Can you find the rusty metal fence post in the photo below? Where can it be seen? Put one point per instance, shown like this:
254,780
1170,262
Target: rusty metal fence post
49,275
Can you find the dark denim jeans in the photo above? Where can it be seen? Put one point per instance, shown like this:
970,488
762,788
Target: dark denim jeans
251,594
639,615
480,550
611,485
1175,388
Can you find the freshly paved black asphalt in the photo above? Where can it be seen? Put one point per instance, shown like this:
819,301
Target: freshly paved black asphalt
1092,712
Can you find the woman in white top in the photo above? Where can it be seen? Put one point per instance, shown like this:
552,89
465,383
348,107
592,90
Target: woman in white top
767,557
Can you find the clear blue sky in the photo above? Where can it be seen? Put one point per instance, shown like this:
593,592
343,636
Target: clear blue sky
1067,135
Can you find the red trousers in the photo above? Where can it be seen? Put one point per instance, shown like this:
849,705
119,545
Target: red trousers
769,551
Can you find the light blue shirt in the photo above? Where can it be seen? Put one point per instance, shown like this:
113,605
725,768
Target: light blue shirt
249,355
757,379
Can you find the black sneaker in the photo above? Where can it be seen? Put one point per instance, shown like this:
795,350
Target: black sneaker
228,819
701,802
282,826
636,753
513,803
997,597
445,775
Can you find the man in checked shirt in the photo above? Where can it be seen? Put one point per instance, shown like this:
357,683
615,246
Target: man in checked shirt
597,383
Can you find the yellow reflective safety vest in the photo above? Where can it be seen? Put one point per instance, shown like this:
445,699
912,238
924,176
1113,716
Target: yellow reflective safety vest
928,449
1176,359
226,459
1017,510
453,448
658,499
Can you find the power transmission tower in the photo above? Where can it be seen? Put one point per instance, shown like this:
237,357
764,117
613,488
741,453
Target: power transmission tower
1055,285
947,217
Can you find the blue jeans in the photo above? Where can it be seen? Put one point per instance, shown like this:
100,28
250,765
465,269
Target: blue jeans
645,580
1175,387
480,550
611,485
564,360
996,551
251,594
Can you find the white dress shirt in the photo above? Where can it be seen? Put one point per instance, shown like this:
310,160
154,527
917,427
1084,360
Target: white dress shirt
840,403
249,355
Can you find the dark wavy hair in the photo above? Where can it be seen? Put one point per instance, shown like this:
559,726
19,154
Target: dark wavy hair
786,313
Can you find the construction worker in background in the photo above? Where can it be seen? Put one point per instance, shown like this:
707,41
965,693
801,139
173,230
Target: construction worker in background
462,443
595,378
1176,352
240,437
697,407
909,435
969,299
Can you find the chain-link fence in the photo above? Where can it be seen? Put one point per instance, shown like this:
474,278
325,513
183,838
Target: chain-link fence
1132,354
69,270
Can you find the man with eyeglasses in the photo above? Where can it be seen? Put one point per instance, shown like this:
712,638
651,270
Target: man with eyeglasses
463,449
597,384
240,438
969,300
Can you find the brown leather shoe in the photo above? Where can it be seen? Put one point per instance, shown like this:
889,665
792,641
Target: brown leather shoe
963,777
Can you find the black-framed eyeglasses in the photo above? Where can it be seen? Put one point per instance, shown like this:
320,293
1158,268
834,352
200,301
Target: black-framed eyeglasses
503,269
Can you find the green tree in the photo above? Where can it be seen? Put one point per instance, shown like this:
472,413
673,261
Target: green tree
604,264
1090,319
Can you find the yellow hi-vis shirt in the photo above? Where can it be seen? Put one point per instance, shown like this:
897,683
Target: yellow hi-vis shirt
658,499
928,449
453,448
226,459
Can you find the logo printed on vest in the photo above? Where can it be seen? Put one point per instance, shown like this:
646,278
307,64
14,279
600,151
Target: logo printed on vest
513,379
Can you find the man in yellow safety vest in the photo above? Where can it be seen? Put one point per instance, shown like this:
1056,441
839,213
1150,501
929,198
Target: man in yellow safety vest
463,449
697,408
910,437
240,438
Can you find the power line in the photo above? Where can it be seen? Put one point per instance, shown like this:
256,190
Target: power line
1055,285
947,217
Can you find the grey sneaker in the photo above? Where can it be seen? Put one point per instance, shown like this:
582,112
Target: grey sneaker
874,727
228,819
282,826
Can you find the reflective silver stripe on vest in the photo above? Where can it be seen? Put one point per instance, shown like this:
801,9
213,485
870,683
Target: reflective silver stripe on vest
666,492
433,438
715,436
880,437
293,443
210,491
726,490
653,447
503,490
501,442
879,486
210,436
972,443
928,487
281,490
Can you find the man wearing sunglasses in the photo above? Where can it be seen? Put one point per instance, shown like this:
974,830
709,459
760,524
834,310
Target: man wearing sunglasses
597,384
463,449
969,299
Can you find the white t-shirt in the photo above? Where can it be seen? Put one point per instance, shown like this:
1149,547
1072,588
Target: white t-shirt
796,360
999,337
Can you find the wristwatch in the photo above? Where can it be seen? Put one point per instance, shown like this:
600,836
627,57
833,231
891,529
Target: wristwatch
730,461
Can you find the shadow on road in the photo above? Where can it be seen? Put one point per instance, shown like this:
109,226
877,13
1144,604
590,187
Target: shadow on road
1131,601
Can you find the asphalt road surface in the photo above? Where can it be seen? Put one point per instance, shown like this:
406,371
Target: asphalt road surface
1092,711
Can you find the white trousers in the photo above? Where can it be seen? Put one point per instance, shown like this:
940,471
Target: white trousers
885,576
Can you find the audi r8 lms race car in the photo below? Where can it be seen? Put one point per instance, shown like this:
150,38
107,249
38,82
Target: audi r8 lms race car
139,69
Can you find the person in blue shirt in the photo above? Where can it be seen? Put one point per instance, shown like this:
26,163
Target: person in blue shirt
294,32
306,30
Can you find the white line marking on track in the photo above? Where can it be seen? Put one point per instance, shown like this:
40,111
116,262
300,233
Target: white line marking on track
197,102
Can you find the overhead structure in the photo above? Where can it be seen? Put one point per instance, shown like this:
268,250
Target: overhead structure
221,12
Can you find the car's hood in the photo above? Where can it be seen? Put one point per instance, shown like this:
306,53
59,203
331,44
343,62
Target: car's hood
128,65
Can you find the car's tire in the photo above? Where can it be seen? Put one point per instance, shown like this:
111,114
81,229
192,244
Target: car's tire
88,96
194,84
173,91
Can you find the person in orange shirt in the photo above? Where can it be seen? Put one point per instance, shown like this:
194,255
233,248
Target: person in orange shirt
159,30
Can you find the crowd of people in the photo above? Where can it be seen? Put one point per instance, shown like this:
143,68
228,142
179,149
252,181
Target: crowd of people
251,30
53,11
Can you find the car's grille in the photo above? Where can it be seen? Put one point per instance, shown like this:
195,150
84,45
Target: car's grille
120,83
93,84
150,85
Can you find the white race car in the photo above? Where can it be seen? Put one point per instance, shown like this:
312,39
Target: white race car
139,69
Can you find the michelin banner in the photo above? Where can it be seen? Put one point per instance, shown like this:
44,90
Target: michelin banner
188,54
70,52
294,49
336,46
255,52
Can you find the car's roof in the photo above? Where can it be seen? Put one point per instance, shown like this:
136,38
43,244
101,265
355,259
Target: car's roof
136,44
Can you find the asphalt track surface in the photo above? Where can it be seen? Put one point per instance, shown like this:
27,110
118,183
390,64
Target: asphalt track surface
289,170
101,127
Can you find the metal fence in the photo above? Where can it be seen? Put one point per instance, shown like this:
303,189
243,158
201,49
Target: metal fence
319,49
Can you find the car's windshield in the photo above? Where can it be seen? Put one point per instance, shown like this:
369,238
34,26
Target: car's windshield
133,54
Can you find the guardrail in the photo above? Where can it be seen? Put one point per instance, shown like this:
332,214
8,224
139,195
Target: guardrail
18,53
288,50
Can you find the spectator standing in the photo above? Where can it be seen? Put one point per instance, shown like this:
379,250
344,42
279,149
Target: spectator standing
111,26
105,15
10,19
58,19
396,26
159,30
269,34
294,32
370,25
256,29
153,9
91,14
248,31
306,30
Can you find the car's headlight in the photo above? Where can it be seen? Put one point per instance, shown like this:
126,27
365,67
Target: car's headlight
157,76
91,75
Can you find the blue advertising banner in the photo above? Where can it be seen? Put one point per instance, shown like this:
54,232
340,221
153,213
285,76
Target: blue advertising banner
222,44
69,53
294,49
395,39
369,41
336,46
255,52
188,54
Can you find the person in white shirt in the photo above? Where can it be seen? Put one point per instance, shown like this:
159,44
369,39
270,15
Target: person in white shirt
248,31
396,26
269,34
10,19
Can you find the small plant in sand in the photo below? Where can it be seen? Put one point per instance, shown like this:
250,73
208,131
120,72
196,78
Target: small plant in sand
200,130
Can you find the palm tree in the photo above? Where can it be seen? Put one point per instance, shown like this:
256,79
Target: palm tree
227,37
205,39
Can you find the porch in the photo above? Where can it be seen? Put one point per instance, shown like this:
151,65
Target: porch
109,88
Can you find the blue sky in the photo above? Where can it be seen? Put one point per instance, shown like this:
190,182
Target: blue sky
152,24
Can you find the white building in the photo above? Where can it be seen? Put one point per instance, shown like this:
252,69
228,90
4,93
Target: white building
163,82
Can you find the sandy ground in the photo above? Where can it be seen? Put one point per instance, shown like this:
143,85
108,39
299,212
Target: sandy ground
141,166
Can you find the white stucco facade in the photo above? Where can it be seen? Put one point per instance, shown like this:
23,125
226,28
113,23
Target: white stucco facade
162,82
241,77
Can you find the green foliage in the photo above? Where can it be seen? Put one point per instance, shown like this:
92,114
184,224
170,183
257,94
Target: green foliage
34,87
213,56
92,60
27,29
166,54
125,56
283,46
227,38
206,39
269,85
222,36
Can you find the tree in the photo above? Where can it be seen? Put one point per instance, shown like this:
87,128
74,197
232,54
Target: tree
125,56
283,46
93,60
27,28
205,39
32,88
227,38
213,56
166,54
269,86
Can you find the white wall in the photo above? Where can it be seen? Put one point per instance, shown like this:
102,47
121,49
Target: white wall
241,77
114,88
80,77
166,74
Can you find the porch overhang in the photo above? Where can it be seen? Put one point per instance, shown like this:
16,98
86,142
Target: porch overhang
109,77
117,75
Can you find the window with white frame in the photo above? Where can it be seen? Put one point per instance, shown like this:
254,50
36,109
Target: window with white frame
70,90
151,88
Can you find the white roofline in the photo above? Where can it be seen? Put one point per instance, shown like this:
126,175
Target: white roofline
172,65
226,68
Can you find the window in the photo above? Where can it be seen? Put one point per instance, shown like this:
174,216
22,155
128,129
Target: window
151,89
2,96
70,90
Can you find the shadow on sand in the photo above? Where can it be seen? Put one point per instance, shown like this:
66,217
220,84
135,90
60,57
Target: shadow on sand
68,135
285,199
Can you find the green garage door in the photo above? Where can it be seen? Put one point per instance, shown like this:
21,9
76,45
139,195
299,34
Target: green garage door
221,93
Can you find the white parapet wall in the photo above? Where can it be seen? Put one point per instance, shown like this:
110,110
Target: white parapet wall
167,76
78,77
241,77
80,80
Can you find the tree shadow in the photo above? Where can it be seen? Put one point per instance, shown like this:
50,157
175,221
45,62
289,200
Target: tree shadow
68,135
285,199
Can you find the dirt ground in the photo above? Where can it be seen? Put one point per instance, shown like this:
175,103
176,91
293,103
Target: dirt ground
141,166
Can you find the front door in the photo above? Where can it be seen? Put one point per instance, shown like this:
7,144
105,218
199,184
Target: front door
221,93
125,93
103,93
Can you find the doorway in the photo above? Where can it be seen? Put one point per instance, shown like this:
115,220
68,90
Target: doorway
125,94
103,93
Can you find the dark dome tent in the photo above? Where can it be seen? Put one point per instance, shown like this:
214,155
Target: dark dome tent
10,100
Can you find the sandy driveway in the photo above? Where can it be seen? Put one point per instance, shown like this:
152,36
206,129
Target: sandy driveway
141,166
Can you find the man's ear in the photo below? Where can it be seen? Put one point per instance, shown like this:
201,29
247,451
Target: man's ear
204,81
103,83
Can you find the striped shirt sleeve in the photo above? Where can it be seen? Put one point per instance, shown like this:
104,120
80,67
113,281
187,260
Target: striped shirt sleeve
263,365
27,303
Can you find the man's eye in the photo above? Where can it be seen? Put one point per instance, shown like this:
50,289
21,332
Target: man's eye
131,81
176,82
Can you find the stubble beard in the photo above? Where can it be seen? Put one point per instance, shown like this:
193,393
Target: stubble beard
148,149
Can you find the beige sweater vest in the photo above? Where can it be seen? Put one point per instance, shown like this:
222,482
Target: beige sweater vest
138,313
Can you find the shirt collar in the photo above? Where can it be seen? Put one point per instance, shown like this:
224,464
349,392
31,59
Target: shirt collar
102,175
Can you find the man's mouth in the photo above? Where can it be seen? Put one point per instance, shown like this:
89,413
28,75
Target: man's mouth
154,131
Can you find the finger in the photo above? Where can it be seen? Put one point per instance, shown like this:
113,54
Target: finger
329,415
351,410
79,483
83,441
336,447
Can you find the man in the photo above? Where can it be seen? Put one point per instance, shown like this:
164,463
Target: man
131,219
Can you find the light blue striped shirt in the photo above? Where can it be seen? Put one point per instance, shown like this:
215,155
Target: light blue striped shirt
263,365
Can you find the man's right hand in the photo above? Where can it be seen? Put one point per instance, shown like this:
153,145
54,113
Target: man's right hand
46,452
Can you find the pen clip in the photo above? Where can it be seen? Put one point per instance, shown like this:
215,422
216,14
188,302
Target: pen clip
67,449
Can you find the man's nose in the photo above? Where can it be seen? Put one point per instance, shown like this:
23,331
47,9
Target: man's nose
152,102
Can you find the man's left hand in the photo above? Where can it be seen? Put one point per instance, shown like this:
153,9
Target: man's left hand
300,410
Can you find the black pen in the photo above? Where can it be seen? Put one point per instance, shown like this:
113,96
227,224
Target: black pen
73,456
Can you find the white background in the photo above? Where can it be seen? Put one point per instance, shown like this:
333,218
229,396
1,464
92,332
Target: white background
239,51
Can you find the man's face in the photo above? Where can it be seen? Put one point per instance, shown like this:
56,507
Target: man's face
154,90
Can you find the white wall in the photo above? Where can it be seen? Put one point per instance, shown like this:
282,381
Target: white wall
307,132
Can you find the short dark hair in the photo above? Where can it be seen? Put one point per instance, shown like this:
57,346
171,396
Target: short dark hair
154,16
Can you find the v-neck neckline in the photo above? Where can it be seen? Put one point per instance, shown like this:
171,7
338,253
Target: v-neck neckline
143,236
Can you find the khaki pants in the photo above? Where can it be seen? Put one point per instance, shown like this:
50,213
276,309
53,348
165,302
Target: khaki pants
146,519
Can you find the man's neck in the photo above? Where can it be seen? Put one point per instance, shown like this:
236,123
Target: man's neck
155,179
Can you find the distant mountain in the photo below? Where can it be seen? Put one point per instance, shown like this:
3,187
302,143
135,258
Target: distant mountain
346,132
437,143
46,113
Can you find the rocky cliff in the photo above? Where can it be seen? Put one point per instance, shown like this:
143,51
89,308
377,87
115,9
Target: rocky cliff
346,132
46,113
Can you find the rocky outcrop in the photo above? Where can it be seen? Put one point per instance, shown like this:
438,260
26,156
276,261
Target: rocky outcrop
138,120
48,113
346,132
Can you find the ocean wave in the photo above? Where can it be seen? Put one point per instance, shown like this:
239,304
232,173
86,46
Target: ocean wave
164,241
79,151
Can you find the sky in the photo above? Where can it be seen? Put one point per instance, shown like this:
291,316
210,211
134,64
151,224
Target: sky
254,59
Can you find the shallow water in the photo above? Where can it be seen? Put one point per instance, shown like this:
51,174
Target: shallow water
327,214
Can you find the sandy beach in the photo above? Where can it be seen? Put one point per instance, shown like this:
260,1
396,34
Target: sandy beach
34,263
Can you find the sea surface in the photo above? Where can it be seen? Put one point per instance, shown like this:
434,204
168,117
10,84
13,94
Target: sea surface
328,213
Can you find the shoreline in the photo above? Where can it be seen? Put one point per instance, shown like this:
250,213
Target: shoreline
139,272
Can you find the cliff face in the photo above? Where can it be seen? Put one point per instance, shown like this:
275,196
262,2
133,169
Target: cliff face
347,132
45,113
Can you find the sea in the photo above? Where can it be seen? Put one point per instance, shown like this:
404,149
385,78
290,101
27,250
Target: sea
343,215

-----

## Required action
Reproduce every line from the listing above that holds the word "below".

## Answer section
Can you find the rusty metal fence post in the photo below? Where can it be seen? Put one point per instance, shown like this:
Can you find the audi r8 lms race car in the photo below? Where can it be seen? Put one point per instance, shown like this:
Can you find the small plant in sand in the photo below? Where can it be seen? Put one point per instance, shown like this:
Can you find the man's ear in the photo below? Where can it be seen? Put one point per instance, shown like this:
Can you find the distant mountain in the photo below? Where can it be seen? Put one point per instance, shown like this:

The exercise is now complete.